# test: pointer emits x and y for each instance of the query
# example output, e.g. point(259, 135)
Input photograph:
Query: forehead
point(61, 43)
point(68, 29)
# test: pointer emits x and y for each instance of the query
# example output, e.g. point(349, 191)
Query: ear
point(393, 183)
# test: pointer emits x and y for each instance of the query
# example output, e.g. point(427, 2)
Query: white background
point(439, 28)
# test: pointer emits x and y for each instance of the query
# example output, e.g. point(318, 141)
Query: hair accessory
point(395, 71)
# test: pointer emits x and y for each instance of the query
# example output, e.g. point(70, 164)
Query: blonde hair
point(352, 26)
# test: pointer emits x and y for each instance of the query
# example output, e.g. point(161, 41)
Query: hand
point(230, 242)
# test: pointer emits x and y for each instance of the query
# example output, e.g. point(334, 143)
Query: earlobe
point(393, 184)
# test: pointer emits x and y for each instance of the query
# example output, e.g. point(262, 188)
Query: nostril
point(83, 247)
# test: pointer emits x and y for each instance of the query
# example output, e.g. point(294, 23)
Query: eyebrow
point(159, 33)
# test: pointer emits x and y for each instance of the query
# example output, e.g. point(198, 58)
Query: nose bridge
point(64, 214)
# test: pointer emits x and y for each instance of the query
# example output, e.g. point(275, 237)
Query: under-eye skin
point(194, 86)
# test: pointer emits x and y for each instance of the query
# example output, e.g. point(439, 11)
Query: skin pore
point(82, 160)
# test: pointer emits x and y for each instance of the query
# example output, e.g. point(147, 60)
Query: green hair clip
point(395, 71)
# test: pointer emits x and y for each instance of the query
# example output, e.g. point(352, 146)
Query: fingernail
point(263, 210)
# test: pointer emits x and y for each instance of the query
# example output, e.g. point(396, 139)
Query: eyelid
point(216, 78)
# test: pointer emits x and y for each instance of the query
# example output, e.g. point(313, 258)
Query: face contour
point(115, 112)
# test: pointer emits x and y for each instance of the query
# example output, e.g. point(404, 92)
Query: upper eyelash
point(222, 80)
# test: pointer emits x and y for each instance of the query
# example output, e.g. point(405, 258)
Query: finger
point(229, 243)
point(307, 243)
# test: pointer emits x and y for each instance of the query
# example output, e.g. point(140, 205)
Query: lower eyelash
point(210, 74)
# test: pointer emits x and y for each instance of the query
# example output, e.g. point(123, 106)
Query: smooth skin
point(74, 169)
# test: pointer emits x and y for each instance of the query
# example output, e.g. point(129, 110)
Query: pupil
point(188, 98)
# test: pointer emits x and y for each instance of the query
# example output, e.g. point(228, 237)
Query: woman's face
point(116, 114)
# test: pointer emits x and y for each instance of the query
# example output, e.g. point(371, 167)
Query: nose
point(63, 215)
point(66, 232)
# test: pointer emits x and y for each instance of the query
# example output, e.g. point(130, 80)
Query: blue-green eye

To be done: Each entry must be reproduced verbatim.

Solution to this task:
# test: pointer emits x and y for each instance of the query
# example output, e.g. point(259, 135)
Input photograph:
Query: forehead
point(61, 43)
point(68, 29)
# test: pointer emits x and y for each instance of the query
# example output, e.g. point(349, 191)
Query: ear
point(393, 183)
# test: pointer emits x and y for each instance of the query
# example output, e.g. point(427, 2)
Query: white background
point(439, 28)
# test: pointer emits x and y for each instance of the query
# example output, e.g. point(318, 141)
Query: hair accessory
point(395, 71)
# test: pointer emits x and y for each instance of the query
# example output, e.g. point(70, 164)
Query: blonde hair
point(352, 26)
# test: pointer emits x and y for each instance of the query
# example output, e.g. point(161, 41)
Query: hand
point(230, 242)
# test: pointer emits x and y for each instance of the query
# example output, e.g. point(334, 143)
Query: earlobe
point(393, 184)
# test: pointer emits x and y for each instance of the query
# example output, e.g. point(262, 188)
Query: nostril
point(83, 247)
# test: pointer emits x and y for each instance of the query
# example output, e.g. point(294, 23)
Query: eyebrow
point(159, 33)
# test: pointer emits x and y for each instance of the query
# example output, e.g. point(198, 58)
Query: nose bridge
point(64, 214)
# test: pointer emits x and y for each instance of the query
# example output, e.g. point(275, 237)
Query: under-eye skin
point(194, 86)
# test: pointer emits x and y for each instance of the query
# example output, e.g. point(439, 11)
Query: skin pore
point(82, 160)
# test: pointer emits x and y for each instance of the query
# example output, e.g. point(147, 60)
Query: green hair clip
point(395, 71)
# test: pointer emits x and y for each instance of the query
# example output, e.g. point(352, 146)
Query: fingernail
point(263, 210)
# test: pointer emits x and y for each instance of the query
# example output, e.g. point(396, 139)
Query: eyelid
point(216, 78)
# test: pointer emits x and y for each instance of the query
# example output, e.g. point(313, 258)
Query: face contour
point(115, 112)
# test: pointer emits x and y for each instance of the query
# example output, e.g. point(404, 92)
Query: upper eyelash
point(222, 80)
# test: pointer emits x and y for each instance of the query
# example output, e.g. point(405, 258)
Query: finger
point(229, 243)
point(307, 243)
# test: pointer emits x and y for each instance of the query
# example output, e.g. point(140, 205)
Query: lower eyelash
point(210, 74)
# test: pointer emits x and y for each instance of the query
# example output, e.g. point(123, 106)
Query: smooth skin
point(74, 169)
# test: pointer emits x and y for each instance of the query
# example output, e.g. point(129, 110)
Query: pupil
point(188, 98)
# test: pointer emits x and y for each instance of the query
# example output, e.g. point(228, 237)
Query: woman's face
point(116, 114)
# test: pointer emits x and y for each instance of the query
# example output, e.g. point(371, 167)
Query: nose
point(63, 215)
point(66, 232)
# test: pointer emits x and y for each instance of the query
# example output, e.g. point(130, 80)
Query: blue-green eye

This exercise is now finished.